### The request
Can you copy, word for word, the lines of the entries below, starting at the line that contains "bare leg, one" and continuing through the last line of the entries?

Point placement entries
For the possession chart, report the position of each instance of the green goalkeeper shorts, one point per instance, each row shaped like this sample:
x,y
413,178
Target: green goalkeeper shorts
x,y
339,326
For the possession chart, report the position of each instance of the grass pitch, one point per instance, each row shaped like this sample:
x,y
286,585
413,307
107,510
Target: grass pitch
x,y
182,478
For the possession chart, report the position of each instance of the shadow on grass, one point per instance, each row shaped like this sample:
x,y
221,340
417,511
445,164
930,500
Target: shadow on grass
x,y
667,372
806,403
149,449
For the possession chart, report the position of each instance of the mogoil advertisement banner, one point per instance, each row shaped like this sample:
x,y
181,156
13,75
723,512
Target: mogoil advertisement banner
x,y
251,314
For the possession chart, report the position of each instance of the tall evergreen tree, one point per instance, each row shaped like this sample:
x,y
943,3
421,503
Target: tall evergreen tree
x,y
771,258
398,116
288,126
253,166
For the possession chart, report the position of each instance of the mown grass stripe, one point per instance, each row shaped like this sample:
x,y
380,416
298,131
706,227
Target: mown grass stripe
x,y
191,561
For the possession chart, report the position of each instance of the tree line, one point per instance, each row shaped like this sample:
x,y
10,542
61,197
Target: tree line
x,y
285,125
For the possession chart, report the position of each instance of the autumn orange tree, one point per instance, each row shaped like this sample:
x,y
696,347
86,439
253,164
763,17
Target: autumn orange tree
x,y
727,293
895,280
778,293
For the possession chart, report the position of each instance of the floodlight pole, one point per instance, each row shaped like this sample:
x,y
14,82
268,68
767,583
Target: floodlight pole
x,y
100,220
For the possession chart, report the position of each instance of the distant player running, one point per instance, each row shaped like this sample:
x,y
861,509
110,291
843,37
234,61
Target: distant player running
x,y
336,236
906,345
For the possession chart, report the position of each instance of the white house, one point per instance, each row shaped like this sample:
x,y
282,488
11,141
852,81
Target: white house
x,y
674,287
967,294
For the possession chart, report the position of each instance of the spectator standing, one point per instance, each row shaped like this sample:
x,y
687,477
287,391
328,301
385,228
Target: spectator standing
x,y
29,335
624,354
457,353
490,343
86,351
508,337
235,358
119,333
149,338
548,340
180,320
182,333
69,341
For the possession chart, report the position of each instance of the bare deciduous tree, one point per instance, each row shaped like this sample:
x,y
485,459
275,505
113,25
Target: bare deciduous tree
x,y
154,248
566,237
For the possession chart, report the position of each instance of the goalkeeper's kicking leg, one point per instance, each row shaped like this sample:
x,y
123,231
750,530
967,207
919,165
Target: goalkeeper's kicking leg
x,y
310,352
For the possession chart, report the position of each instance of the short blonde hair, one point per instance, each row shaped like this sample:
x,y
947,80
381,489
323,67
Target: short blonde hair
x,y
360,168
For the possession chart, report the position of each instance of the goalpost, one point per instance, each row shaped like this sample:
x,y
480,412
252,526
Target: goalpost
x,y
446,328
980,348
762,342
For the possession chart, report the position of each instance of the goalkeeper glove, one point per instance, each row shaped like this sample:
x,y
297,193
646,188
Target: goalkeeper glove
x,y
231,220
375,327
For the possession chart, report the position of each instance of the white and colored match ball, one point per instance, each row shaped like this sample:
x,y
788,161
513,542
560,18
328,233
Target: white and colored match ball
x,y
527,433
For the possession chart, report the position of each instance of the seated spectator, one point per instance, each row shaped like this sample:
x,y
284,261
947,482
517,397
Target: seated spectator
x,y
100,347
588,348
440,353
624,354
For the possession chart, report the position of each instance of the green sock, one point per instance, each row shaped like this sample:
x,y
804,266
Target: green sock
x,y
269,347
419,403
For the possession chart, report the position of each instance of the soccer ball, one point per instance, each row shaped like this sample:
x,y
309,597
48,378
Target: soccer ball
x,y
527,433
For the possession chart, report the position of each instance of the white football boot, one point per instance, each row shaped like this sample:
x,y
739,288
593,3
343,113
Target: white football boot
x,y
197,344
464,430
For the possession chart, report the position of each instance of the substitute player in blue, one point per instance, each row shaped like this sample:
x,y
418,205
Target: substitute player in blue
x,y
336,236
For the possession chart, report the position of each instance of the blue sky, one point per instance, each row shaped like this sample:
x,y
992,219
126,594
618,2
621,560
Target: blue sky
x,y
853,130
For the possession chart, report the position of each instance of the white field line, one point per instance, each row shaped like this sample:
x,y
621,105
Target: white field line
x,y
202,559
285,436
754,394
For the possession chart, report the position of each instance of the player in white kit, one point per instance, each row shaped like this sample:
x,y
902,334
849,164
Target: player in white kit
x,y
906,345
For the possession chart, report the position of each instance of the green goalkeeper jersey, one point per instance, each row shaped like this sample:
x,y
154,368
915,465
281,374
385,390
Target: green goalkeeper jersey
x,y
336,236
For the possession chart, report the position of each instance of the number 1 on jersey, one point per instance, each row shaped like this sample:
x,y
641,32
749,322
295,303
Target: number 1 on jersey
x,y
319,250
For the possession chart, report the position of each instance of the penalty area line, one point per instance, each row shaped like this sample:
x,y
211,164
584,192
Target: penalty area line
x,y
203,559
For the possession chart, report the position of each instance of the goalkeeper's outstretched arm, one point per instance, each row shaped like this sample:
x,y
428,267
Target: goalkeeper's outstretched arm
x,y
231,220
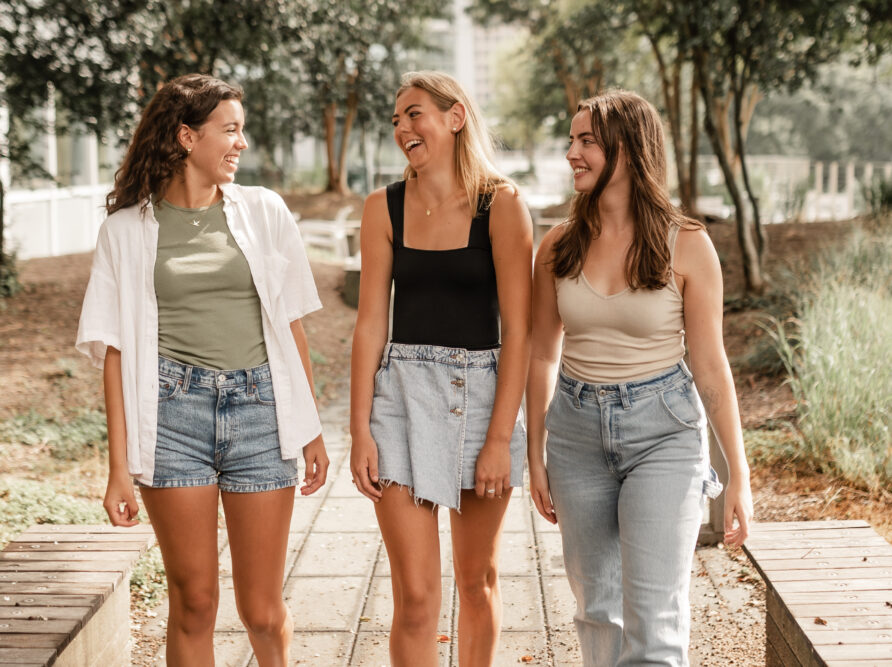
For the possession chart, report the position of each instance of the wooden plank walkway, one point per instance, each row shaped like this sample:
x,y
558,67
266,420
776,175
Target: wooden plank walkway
x,y
54,580
829,593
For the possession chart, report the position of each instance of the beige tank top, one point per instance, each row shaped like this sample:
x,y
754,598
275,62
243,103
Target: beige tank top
x,y
626,336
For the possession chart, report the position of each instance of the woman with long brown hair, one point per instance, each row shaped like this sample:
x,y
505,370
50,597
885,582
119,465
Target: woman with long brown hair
x,y
435,412
193,311
625,282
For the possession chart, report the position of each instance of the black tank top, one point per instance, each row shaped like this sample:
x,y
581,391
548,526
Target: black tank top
x,y
444,297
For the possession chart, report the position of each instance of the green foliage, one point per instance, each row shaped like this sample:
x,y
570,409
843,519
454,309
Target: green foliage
x,y
9,275
148,583
878,195
778,443
837,354
25,502
840,116
67,440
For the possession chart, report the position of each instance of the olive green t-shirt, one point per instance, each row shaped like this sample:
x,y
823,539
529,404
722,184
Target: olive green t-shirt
x,y
208,308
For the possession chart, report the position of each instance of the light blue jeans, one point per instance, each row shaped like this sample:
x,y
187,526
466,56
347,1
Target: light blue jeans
x,y
628,467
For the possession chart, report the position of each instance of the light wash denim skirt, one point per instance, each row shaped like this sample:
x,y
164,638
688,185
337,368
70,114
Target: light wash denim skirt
x,y
430,415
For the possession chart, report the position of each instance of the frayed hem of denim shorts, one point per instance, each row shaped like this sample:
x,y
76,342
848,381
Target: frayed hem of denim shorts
x,y
259,488
418,500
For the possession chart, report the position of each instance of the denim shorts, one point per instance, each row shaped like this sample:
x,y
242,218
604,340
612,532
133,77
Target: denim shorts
x,y
430,414
218,427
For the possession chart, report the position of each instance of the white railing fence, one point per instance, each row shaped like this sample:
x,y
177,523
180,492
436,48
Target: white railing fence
x,y
54,221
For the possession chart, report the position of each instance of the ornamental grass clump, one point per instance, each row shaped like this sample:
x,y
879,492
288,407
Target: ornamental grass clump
x,y
838,354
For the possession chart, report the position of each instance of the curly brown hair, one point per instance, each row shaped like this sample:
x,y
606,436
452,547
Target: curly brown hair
x,y
155,154
623,119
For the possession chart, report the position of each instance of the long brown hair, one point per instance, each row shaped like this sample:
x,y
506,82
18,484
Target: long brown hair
x,y
474,168
624,119
155,155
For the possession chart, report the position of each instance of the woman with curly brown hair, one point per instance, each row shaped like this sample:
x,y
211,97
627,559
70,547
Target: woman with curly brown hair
x,y
193,311
624,283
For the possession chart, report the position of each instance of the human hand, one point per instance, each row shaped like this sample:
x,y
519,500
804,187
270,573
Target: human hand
x,y
540,492
316,466
493,473
120,500
739,505
364,466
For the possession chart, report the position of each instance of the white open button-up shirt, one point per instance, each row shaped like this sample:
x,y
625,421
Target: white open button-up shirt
x,y
120,310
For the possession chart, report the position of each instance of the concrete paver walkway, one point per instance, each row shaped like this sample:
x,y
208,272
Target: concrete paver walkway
x,y
339,590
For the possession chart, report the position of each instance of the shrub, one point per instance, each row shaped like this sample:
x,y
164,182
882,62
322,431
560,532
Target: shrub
x,y
147,581
67,440
878,196
839,361
25,502
9,275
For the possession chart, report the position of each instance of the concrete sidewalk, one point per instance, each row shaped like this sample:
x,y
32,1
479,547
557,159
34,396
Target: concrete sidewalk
x,y
339,590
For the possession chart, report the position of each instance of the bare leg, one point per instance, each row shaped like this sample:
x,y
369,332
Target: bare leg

### Solution
For the possession chart, report the position of each instance of the bare leg, one point per instance, each row shaped like this sample:
x,y
369,332
Target: bare leg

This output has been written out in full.